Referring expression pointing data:
•••
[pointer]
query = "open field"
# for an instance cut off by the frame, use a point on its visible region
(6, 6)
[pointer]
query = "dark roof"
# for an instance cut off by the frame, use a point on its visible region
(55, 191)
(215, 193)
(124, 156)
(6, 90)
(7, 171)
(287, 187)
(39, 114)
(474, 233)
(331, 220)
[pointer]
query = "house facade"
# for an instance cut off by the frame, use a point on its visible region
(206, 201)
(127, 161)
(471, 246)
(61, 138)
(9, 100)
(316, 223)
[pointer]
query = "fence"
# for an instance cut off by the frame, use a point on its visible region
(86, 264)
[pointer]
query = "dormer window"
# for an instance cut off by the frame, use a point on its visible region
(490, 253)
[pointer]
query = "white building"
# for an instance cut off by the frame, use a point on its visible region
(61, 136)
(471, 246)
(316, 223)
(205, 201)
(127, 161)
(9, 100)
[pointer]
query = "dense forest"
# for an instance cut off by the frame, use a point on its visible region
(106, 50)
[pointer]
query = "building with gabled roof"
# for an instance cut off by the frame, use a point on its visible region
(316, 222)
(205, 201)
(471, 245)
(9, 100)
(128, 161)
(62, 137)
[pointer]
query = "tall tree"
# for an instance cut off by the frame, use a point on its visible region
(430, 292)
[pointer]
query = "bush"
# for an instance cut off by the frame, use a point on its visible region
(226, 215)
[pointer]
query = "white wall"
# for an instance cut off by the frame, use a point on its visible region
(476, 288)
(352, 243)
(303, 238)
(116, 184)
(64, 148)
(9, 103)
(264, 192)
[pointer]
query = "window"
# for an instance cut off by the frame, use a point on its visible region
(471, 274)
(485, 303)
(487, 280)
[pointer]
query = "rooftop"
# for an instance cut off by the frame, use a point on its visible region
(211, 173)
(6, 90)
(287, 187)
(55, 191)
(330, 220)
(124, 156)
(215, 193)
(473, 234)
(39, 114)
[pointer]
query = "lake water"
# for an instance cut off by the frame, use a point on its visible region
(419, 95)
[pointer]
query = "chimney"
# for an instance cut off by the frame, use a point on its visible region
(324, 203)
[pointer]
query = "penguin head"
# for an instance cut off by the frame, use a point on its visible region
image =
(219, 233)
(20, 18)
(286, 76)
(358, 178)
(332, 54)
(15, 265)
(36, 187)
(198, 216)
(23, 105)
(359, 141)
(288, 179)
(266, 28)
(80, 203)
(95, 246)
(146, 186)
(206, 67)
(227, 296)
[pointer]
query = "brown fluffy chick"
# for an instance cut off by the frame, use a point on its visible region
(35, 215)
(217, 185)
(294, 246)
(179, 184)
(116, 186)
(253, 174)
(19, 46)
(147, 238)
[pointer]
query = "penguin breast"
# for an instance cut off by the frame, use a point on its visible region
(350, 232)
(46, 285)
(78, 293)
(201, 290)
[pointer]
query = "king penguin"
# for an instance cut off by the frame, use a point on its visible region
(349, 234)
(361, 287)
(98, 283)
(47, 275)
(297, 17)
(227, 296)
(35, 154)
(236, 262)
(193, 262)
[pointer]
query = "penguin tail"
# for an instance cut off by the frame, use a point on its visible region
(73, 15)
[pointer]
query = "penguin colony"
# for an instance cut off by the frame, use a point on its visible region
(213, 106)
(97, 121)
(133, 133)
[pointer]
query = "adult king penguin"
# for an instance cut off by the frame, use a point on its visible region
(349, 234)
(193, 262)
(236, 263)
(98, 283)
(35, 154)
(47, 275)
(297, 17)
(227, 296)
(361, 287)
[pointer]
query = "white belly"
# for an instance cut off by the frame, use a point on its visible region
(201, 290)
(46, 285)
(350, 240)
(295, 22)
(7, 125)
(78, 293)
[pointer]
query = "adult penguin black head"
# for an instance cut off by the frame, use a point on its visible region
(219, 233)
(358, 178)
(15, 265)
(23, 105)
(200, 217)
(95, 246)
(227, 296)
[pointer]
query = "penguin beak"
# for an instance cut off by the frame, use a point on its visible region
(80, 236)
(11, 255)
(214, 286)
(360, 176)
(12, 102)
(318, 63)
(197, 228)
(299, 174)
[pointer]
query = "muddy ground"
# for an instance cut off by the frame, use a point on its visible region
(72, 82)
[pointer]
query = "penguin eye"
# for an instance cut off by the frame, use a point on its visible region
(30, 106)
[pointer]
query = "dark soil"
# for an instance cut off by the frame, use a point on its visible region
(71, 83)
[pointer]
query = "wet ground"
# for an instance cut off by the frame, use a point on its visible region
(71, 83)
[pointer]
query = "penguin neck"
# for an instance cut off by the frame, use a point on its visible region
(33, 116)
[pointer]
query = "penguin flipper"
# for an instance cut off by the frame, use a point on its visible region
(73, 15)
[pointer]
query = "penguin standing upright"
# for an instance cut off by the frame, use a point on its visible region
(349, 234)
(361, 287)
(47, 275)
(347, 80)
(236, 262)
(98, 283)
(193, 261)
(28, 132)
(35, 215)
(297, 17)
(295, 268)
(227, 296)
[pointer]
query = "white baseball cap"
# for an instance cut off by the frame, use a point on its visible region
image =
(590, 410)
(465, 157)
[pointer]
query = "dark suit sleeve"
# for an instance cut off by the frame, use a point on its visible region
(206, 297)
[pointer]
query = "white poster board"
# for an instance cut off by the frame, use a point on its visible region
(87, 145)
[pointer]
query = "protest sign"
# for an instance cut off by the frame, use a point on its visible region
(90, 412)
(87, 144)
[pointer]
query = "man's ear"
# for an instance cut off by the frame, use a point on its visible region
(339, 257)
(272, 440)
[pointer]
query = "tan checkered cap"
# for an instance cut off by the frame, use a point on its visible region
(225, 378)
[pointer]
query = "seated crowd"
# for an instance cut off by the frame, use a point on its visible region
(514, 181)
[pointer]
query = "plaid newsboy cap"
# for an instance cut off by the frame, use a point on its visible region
•••
EXERCISE DESCRIPTION:
What is needed is every line of the records above that contains the word "head".

EXERCISE ANSWER:
query = "penguin head"
query = "adult penguin black head"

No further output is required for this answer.